## Reading text
_ _ _ _

The Plate – National Geographic
by Maryn McKenna

Source: David Joyce

Every year, in the world of food, there are great cookbooks—slim volumes or glossy tomes that, at their best, not only teach us new dishes but escort us into new worlds.

But this year, unusually, was also a wonderful year for books about aspects of food policy and culture. Below, I’ve picked five that especially resonated with me, books that critically or delightfully examined things that I either wanted to know more about, or knew nothing about and needed to be educated on.

If you’re still gift-shopping—and who isn’t?—you should consider them. For yourself, even. Don’t you deserve a gift? You do.

(Disclosure note: The world of food-policy writers is a pretty small one, so I am connected in some manner to each of the authors below, by work assignments or friendly chat or because we spoke at the same event. I don’t think that affected my judgment, but fair warning.)

Raise: What 4-H Teaches 7 Million Kids
Written by Kiera Butler
UC Press

I lived for five years in Minnesota and, like everyone else in the state, trekked every year to the sprawling State Fair—where I’d always see, and always be curious about, the solemn, competent kids from the local 4-H clubs, often handling animals much bigger than they were. Butler, a senior editor at Mother Jones, encounters 4-H during her own attempts at backyard bird-raising, and goes in search of 4-H kids in California, looking for a imagined “real 4-H’er” in overalls and cowboy boots. She tells a charming, funny narrative in which she’s candid about her own ignorance of farming, and respectful of the teens she ends up meeting, who are raising animals to compete in local county fairs. She scrutinizes 4-H’s corporate relationships—Monsanto and Cargill are among its donors—and questions the pressures that lead the kids to feed their animals legal but questionable supplements. Ultimately, she sees in 4-H a program that could help train the needed next generation of farmers, and help the rest learn more about what it takes to grow our food.

_ _ _ _

## Stored rows

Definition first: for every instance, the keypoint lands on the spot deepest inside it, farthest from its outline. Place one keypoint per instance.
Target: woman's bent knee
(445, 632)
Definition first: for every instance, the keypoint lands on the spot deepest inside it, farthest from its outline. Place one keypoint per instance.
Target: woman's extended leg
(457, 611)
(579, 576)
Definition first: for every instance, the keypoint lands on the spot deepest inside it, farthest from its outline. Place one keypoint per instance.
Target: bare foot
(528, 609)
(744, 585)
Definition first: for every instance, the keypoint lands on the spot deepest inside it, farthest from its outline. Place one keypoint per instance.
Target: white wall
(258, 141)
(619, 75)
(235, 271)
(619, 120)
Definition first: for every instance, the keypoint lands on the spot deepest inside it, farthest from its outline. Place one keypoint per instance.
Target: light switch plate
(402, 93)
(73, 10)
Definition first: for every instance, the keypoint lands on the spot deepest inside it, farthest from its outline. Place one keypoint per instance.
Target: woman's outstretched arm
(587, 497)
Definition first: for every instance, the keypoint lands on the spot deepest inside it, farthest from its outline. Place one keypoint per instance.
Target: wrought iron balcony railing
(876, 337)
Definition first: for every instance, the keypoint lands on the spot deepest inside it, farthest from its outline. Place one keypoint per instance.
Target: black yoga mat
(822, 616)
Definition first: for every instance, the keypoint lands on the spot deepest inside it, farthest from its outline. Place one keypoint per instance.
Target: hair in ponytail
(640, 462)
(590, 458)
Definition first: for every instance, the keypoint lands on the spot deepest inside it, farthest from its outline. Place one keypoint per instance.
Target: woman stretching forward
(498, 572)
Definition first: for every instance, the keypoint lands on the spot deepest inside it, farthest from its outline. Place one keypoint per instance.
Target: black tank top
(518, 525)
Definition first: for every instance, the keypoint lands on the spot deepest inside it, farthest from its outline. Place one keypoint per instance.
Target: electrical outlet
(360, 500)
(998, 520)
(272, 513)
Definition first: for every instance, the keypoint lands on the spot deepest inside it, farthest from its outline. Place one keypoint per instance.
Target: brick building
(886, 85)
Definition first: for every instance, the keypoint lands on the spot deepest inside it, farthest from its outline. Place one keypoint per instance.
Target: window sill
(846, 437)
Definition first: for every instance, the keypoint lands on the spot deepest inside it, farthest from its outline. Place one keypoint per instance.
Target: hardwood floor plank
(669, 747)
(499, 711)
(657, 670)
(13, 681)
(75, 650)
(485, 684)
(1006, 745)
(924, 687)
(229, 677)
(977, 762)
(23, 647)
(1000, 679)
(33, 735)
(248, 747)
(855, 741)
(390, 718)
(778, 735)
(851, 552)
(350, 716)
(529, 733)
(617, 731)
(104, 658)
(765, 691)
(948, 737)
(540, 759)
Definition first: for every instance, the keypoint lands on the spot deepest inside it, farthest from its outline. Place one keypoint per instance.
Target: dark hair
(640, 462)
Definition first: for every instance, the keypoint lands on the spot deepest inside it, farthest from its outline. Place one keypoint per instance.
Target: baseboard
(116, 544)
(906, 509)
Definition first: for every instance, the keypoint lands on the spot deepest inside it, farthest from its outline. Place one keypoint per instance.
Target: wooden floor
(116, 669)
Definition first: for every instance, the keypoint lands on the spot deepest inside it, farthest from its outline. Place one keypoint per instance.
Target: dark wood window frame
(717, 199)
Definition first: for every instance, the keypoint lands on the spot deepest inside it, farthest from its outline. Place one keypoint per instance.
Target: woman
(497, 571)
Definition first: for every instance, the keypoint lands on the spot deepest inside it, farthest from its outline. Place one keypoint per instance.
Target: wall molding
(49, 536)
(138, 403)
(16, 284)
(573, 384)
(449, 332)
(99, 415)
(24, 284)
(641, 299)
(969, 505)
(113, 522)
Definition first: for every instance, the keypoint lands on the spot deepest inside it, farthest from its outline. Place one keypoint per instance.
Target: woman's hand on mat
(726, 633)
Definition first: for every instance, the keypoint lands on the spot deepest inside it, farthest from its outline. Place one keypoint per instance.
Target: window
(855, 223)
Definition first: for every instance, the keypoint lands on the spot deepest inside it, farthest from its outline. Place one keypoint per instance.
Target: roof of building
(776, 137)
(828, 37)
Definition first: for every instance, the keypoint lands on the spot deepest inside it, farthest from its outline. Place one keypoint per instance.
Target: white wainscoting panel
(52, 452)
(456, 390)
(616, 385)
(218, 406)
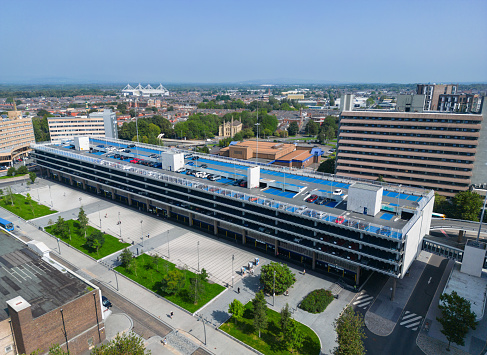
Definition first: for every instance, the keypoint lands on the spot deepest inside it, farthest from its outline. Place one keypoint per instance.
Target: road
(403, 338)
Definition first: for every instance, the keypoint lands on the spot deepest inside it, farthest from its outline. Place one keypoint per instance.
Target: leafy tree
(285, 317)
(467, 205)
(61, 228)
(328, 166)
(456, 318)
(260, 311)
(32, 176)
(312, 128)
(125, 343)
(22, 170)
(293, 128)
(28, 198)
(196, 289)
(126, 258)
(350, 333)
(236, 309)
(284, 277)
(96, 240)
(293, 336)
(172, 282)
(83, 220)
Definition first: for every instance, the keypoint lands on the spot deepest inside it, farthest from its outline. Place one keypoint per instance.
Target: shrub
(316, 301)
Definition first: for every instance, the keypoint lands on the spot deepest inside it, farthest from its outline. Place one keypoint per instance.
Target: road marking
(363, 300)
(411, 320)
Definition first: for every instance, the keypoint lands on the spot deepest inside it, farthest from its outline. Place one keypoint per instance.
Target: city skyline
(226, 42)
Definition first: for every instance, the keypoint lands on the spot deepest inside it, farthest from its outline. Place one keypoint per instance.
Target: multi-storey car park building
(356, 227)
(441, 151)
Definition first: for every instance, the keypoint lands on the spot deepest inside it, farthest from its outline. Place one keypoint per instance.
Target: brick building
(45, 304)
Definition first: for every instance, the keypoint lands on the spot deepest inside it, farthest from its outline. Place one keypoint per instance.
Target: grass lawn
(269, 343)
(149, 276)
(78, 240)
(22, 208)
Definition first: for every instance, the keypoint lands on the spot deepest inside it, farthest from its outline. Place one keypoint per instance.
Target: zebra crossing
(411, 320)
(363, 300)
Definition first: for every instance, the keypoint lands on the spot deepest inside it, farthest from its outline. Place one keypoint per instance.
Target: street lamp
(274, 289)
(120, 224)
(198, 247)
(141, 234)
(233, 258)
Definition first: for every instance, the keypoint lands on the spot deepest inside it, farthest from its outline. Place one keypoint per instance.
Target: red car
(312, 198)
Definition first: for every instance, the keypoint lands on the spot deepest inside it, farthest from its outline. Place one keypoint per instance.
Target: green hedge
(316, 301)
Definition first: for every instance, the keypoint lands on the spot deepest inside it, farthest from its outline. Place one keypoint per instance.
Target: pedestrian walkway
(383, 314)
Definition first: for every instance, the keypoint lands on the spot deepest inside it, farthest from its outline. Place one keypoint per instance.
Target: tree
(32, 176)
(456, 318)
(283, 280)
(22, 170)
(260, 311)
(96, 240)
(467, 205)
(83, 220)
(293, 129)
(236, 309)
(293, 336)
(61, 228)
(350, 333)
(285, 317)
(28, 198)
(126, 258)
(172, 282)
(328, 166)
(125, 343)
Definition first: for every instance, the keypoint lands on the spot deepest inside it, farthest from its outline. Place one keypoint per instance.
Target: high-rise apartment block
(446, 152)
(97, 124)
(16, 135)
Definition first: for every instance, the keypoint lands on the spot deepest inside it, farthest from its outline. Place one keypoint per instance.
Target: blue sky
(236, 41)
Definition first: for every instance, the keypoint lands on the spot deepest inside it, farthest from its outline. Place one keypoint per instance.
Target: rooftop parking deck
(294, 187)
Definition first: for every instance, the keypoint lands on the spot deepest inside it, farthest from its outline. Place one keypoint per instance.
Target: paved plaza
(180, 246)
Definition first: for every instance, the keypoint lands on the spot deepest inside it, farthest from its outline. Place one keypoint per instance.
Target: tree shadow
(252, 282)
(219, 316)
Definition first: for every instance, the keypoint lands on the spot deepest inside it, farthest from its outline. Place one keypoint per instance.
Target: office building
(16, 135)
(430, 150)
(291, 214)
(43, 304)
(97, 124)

_ _ _ _

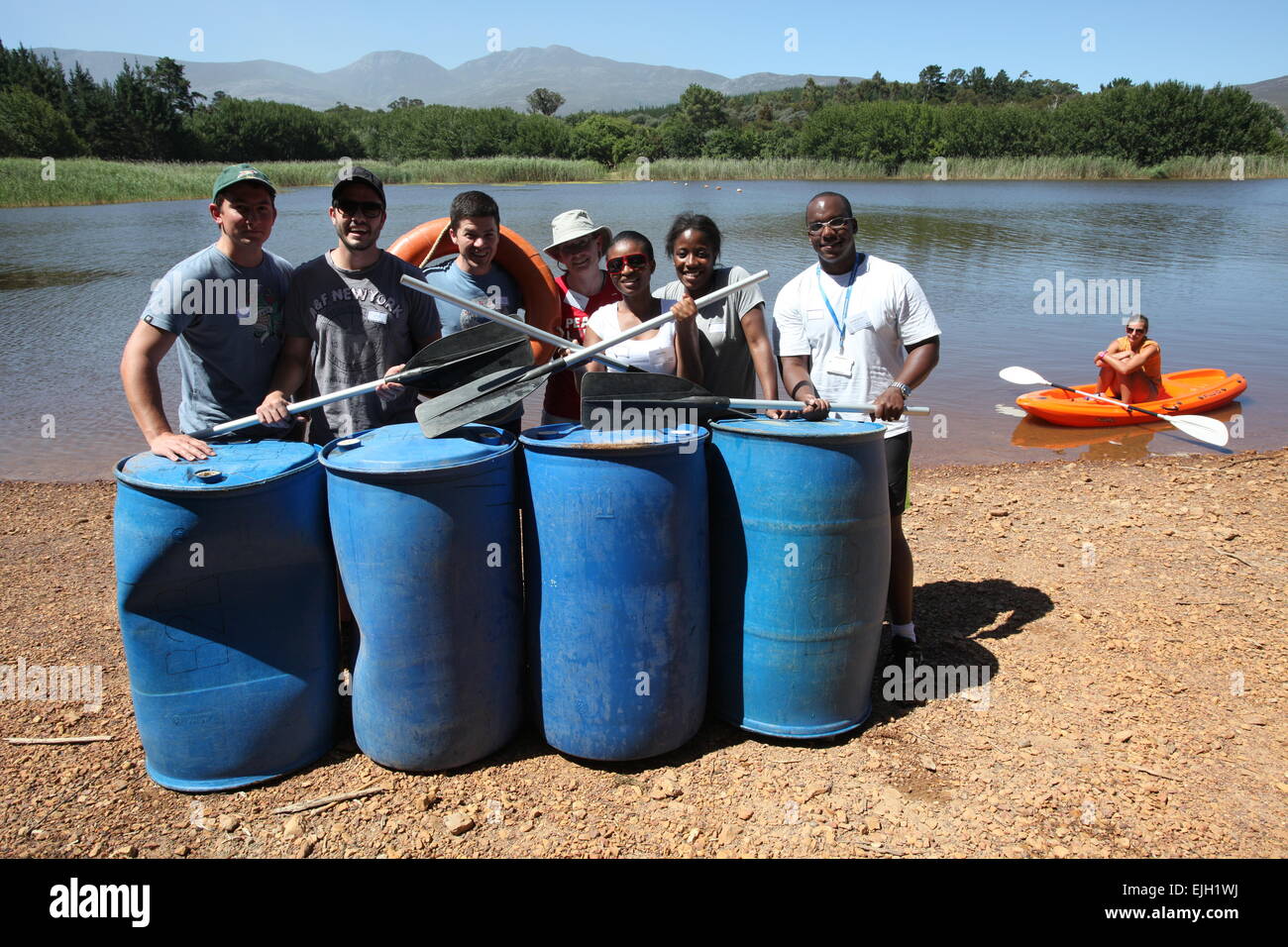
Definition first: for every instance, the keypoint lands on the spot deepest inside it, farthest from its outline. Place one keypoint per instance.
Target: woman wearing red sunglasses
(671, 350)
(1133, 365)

_ _ _ _

## Directions
• A. Rewrite the paragraph in the food books review that begins "I lived for five years in Minnesota" as a shorter bulleted list that keeps its main facts.
• B. Continue the food books review from the point where it ends.

## Expected responses
• A.
- The reviewer lived in Minnesota for five years and, at the State Fair each year, was curious about the 4-H kids handling animals much bigger than they were.
- Butler, a senior editor at Mother Jones, came across 4-H while raising backyard birds and went looking for 4-H kids in California, expecting a "real 4-H'er" in overalls and cowboy boots.
- Her story is charming and funny. She is candid about her own ignorance of farming and respectful of the teens she meets, who raise animals to compete at county fairs.
- She examines 4-H's corporate ties, including donors Monsanto and Cargill, and questions the pressures that lead kids to feed their animals legal but questionable supplements.
- She concludes that 4-H could help train the next generation of farmers and help everyone else learn what it takes to grow food.

• B.
In Search of the Perfect Loaf: A Home Baker’s Odyssey
Written by Samuel Fromatz
Viking

In early 2009, Sam Fromartz embarked on his own odyssey of discovery. He was a longtime home baker who had never been able to master the baguette, the signature bread of France, and also a freelance writer. With the start of the recession, several of his regular clients suddenly had no work for him, leaving him with time on his hands—and then he snagged a seemingly miraculous assignment to go to Paris and learn to make true French bread at the side of an award-winning boulanger. That experience—which led to his home baguette being named the best in Washington, DC, beating out ones make by professionals—launched him on an inquiry into the chemistry of baking, the history of lost grains, the place of bread in culture, and the obsessions of micro-growers and outlaw bakers. In the end, Fromartz—now the co-founder and editor-in-chief of the Food and Environment Reporting Network (FERN)—delivers a memoir, recipe book, and ultimately, a meditation on reviving diversity and flavor in a food too many take for granted.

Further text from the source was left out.